--- START ---

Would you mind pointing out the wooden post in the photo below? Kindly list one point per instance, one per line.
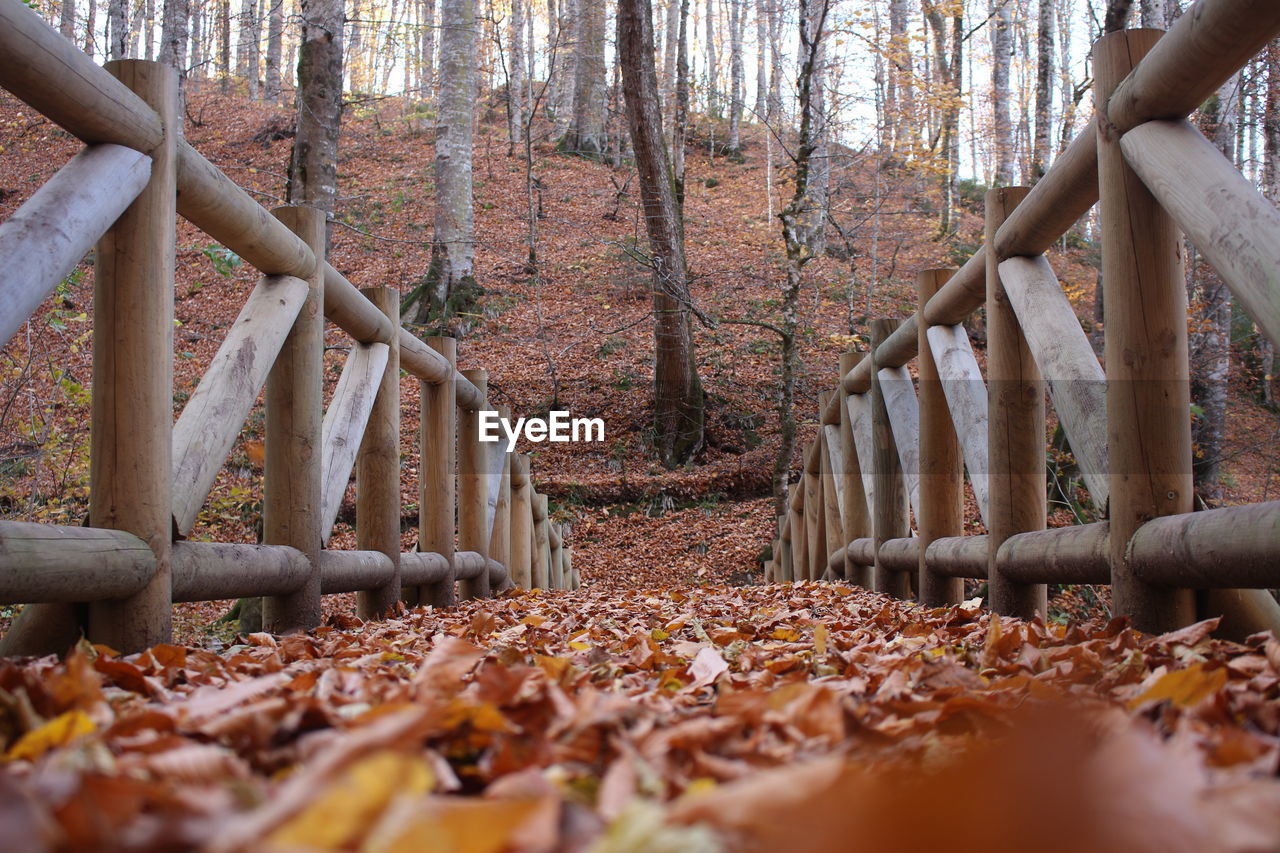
(1148, 389)
(131, 451)
(521, 523)
(378, 473)
(435, 486)
(499, 537)
(855, 519)
(890, 514)
(542, 544)
(941, 470)
(1015, 428)
(292, 491)
(472, 488)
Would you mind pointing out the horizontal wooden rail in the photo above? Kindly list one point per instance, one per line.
(48, 562)
(50, 233)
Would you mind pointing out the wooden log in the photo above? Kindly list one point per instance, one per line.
(1234, 226)
(940, 509)
(49, 235)
(353, 570)
(46, 562)
(1057, 200)
(378, 474)
(1059, 346)
(62, 82)
(216, 570)
(499, 528)
(1148, 388)
(890, 510)
(814, 514)
(542, 544)
(1202, 50)
(437, 498)
(967, 401)
(131, 450)
(1015, 428)
(1075, 555)
(855, 516)
(904, 418)
(1237, 546)
(959, 557)
(215, 413)
(423, 569)
(344, 424)
(295, 413)
(900, 555)
(472, 488)
(521, 523)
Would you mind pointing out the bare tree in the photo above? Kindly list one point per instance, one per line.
(677, 392)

--- END ---

The expected output is the material above, repeated exactly and free of pictures.

Would you mind pointing out the wooden post in the photo below? Kindly list one point per instance, one per line.
(1148, 389)
(131, 451)
(521, 523)
(378, 473)
(435, 486)
(499, 537)
(855, 519)
(890, 514)
(542, 544)
(941, 470)
(1015, 428)
(292, 491)
(472, 488)
Would you mind pointing out the horizontal wooden rail in the photo above? Kindly list one point per instance, one per line.
(48, 562)
(50, 233)
Would you mind pointing out the wooden log in the photo above? Kindly list one point per instance, one per line.
(1234, 226)
(940, 509)
(49, 235)
(353, 570)
(46, 562)
(1057, 200)
(378, 474)
(1059, 346)
(62, 82)
(216, 570)
(499, 528)
(1148, 388)
(890, 510)
(814, 514)
(542, 544)
(1202, 50)
(437, 498)
(967, 401)
(131, 450)
(1015, 428)
(1075, 555)
(855, 516)
(904, 418)
(1237, 546)
(959, 557)
(215, 413)
(423, 569)
(344, 424)
(295, 413)
(900, 555)
(472, 488)
(521, 523)
Would you mind pointing out the bare tree in the photo above? Kindly list one point per instance, one per line.
(677, 392)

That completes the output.